# Coyote Hunters needed



## charlesmesserschmidt (Jan 8, 2014)

I live in central Minnesota and have a problem with the coyote's coming in packs every night to my back yard ware my cattle are and I need to have them taken care of. If you are good and would like to come to the Pequot Lakes area and have some fun let me know. I will be more than glad to let you kill them.

charl[email protected]


----------



## Plainsman (Jul 30, 2003)

I am sure you will get some help with that. If I had the time I would head that direction myself, but even though I can't I wanted to say thank you for your hospitality anyway. Best of luck, and I hope you get some great guys coming to take care of those coyotes.


----------



## blhunter3 (May 5, 2007)

Only time yotes ever get after cattle is when they are calving and get the calf before it can walk, or if your cows are under fed and sick.

Besides hunters you could get yourself a burrow or a mini burrow.


----------



## scottnd (Feb 13, 2004)

blhunter3 said:


> Only time yotes ever get after cattle is when they are calving and get the calf before it can walk, or if your cows are under fed and sick.

* * * * * * *

→ **INSTRUCTIONS**:
A. Copy everything in the coyote thread from "## charlesmesserschmidt (Jan" down to "of those coyotes.".
B. Continue the coyote thread after its last line.

→ **RECORDS**:
* * * * * * *

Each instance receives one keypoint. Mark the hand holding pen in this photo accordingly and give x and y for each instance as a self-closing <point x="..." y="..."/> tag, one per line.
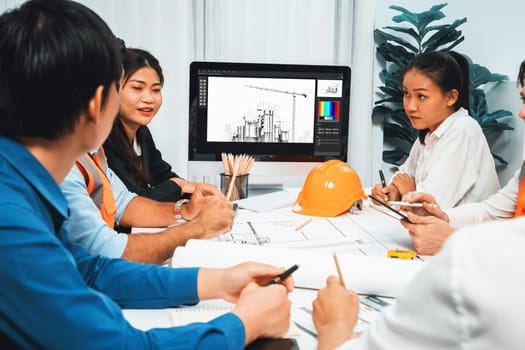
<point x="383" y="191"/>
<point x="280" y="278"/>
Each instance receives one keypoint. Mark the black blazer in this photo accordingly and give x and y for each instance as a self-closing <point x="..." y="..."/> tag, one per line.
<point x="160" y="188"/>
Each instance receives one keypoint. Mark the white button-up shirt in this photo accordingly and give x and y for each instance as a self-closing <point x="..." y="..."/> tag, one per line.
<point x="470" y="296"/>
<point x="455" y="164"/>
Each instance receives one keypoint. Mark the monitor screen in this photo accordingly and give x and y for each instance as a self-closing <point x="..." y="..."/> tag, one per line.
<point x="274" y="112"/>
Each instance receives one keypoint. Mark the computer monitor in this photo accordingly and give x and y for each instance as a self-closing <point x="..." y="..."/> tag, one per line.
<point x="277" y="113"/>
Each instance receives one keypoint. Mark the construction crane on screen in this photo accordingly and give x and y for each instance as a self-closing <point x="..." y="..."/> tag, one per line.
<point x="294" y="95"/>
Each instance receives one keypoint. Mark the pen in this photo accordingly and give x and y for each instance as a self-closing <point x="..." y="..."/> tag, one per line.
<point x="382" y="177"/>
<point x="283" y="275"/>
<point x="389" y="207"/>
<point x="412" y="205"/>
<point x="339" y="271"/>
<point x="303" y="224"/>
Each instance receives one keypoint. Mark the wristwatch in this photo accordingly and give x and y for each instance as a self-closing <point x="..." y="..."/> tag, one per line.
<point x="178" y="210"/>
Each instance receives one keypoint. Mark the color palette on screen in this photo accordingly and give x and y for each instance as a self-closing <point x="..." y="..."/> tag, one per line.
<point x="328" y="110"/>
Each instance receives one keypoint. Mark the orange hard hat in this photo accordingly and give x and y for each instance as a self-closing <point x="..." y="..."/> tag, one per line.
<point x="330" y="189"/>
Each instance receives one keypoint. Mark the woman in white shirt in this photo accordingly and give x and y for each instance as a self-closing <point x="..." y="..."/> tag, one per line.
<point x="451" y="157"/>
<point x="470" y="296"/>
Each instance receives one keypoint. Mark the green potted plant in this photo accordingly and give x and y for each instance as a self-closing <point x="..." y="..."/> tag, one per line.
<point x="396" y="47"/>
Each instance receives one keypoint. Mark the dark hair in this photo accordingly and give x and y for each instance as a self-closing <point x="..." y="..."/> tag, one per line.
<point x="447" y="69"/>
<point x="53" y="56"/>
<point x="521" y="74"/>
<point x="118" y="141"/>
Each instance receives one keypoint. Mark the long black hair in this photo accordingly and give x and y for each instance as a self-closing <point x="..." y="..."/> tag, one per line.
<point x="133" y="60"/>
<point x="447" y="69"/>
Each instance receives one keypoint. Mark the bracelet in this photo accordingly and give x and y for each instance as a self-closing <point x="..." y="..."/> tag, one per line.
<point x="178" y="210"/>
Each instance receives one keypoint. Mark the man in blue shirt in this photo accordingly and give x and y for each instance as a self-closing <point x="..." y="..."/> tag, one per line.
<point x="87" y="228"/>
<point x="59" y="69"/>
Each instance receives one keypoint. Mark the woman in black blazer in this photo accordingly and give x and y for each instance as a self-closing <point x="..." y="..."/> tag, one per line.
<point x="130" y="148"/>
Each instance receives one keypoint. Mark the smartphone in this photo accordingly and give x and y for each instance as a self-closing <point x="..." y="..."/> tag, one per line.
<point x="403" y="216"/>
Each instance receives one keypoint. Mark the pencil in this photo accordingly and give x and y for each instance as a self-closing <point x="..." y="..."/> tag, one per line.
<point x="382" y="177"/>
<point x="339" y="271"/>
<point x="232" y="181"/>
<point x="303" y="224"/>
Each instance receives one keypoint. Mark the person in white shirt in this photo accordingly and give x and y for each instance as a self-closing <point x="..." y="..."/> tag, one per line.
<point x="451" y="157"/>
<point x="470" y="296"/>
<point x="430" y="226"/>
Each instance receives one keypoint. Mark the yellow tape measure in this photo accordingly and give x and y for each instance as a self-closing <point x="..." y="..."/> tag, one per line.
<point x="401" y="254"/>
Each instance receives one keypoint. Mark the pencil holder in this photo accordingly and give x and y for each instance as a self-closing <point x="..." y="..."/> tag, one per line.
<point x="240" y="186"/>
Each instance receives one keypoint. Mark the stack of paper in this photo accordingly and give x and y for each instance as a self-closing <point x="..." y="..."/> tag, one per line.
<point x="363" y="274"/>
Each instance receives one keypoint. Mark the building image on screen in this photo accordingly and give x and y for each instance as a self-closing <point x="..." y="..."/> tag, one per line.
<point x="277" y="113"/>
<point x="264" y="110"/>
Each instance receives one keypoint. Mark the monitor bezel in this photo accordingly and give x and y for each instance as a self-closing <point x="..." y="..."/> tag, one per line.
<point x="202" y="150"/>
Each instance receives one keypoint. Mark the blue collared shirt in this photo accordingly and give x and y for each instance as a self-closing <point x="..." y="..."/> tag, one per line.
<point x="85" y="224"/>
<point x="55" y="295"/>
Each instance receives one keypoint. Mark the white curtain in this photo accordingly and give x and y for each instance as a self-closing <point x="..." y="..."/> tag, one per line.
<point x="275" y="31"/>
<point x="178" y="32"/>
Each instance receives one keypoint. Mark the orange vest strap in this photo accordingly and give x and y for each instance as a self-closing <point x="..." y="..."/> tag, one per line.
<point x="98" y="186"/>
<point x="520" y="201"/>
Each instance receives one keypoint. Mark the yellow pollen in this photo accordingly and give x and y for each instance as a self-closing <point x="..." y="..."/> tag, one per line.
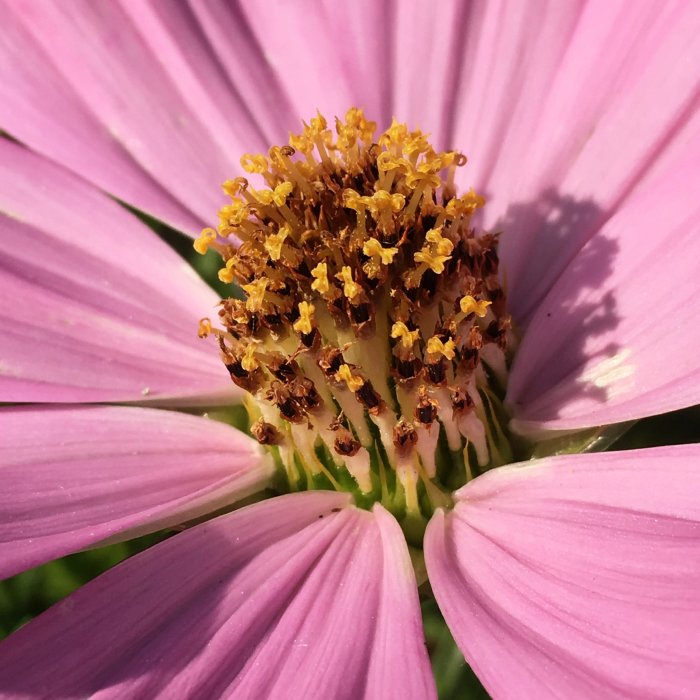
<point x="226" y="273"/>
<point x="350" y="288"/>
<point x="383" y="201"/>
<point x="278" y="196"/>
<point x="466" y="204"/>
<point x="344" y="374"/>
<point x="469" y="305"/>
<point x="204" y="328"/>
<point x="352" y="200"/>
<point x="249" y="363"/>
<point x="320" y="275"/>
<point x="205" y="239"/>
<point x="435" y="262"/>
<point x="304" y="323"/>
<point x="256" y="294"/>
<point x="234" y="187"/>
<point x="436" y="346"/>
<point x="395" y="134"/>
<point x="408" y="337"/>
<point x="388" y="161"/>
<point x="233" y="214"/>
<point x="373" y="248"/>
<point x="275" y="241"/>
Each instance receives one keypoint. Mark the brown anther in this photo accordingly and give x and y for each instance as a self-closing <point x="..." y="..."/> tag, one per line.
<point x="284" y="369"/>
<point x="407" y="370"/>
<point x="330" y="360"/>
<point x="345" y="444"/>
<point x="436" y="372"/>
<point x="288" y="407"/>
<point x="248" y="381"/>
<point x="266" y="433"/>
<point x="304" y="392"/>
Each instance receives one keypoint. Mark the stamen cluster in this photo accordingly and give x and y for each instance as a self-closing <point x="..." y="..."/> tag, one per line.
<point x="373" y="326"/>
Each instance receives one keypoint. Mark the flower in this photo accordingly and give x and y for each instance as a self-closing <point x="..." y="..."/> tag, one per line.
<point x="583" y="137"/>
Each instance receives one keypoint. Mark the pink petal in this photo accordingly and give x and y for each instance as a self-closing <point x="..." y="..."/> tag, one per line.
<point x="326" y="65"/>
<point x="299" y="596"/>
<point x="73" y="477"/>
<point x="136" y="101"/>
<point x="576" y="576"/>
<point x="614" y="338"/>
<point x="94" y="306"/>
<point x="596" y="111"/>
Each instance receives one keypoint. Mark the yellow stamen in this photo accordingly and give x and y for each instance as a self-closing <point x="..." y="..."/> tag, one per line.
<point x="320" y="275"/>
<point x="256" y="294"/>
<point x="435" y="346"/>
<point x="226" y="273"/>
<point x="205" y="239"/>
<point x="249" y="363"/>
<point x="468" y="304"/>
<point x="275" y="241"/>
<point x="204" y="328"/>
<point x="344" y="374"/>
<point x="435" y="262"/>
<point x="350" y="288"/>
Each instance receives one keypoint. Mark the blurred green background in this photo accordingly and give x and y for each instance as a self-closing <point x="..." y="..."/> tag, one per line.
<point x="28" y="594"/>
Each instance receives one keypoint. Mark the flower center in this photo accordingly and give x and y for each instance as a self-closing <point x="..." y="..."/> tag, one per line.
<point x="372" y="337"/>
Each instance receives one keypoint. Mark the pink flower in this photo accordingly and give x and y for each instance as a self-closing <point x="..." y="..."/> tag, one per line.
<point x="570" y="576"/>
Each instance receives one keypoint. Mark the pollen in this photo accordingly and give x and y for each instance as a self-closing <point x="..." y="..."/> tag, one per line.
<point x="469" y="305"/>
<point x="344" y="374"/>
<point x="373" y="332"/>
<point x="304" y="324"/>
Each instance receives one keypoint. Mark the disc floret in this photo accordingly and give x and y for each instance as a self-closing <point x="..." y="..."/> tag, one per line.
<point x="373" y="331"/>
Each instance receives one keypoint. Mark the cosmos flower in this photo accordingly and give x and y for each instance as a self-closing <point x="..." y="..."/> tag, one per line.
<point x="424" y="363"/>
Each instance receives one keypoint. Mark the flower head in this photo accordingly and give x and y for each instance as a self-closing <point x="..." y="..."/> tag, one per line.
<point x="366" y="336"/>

* * * * * * *

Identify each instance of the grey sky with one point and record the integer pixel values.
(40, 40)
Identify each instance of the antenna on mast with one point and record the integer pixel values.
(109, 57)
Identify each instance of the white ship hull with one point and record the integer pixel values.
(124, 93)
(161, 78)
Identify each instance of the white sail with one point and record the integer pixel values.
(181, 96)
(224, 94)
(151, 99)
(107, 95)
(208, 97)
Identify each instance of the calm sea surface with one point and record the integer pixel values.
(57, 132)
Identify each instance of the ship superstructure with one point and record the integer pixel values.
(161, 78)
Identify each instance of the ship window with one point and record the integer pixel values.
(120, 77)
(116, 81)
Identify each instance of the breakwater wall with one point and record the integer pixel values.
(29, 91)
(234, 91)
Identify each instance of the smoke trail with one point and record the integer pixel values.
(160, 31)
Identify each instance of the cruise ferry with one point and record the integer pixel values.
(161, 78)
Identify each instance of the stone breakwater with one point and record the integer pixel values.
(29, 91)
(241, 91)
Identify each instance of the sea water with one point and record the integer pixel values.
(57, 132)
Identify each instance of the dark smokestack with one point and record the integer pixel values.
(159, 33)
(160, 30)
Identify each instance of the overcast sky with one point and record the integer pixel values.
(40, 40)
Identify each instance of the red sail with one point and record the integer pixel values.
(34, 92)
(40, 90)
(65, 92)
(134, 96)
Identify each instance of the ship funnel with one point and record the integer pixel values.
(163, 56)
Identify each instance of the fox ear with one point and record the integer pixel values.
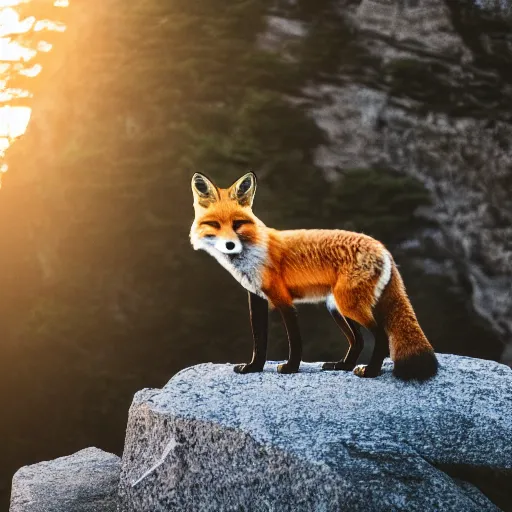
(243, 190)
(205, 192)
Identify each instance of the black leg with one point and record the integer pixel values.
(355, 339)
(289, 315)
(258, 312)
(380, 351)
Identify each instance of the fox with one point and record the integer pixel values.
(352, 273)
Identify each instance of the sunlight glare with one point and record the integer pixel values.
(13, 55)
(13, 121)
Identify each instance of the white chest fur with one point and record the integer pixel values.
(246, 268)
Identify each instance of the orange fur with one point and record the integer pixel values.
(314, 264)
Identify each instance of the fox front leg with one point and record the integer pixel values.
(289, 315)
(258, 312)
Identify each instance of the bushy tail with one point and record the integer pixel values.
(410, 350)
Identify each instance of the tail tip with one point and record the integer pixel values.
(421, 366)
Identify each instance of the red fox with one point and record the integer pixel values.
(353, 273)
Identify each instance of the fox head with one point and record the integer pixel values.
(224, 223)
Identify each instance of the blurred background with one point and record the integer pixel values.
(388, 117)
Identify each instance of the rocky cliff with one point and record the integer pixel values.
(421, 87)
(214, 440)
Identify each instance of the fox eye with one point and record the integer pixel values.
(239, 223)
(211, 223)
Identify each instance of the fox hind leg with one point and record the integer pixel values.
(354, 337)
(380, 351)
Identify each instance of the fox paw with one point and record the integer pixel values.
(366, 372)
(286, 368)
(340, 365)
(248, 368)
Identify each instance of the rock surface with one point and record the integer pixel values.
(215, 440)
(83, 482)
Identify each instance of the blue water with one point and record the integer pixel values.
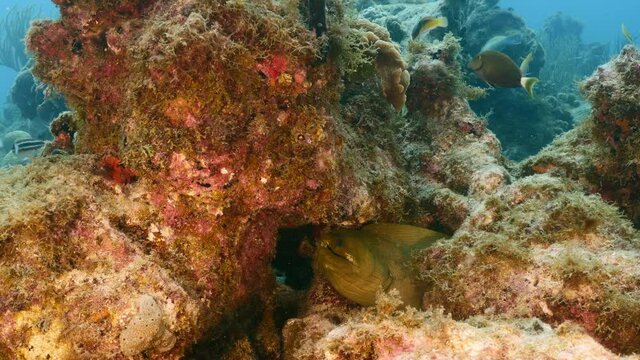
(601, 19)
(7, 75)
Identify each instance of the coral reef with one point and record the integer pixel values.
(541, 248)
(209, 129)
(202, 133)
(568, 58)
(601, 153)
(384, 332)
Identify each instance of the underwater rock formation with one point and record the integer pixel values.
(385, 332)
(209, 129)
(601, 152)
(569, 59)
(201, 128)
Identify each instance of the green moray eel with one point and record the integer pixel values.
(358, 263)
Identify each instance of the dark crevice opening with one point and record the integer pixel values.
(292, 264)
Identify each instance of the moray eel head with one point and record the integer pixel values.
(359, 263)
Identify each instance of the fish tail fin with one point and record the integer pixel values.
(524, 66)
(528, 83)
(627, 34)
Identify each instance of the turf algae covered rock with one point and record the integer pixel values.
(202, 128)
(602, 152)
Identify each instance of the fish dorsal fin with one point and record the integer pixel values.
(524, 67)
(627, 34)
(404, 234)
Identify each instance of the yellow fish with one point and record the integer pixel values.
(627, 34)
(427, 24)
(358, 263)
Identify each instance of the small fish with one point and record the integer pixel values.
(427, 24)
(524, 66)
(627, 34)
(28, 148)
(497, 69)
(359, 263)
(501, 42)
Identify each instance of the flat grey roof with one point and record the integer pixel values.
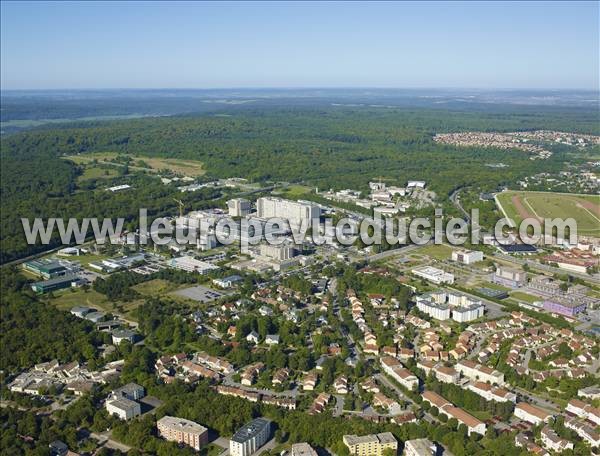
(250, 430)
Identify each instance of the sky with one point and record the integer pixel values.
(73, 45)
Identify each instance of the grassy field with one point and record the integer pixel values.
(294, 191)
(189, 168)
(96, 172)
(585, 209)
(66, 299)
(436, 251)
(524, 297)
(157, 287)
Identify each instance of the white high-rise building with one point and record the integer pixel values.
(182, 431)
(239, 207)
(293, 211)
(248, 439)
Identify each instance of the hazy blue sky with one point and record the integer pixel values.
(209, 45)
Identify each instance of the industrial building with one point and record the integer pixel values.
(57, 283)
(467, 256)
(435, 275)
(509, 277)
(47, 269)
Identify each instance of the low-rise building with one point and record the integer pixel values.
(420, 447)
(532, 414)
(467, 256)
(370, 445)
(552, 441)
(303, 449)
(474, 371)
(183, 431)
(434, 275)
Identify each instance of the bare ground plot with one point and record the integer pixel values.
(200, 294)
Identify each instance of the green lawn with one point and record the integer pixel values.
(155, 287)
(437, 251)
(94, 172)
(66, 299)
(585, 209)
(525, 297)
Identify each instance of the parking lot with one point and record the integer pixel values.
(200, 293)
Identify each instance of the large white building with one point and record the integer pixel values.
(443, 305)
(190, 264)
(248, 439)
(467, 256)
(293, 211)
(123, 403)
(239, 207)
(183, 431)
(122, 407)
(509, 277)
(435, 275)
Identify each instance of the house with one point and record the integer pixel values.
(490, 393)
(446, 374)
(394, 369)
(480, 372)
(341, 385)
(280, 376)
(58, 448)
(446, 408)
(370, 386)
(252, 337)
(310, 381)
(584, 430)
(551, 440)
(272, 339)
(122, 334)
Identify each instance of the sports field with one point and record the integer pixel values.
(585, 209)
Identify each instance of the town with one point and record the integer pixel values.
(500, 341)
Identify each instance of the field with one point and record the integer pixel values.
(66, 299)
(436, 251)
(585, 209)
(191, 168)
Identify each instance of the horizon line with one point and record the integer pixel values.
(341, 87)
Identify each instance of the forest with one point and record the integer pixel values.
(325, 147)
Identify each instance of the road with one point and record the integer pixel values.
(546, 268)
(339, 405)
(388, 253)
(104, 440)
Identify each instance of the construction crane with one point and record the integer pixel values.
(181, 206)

* * * * * * *

→ **RESPONSES IN ORDER**:
A.
## charlesmesserschmidt (Jan 8, 2014)

I live in central Minnesota and have a problem with the coyote's coming in packs every night to my back yard ware my cattle are and I need to have them taken care of. If you are good and would like to come to the Pequot Lakes area and have some fun let me know. I will be more than glad to let you kill them.

charl[email protected]


----------



## Plainsman (Jul 30, 2003)

I am sure you will get some help with that. If I had the time I would head that direction myself, but even though I can't I wanted to say thank you for your hospitality anyway. Best of luck, and I hope you get some great guys coming to take care of those coyotes.

B.
> 
> Besides hunters you could get yourself a burrow or a mini burrow.


Hmmm, wonder if the Fargo Golf courses know about the burro's? Last year a gal videoed a 'yote kill a doe in her yard facing the Gold Course. Then later the pack came back & finished it off right in her back yard. Portions were on the news..

PM me if you are on the MN side of the river & need them anywhere within 30 miles of Fargo. If you want them worked over on the ND side I'd need some $$$ for a ND license. 
Some $$$ for expenses would help since fuel is $3+ & Ammo is $1 to $5, then $2400.00 in calls, decoys & guns. 
Hmmm, maybe the wife was right?? :sniper: oke:

But give me a PM anyway & if affordable I'll bring the Grandson out because you can't put a price on experiences (or saving a deer herd)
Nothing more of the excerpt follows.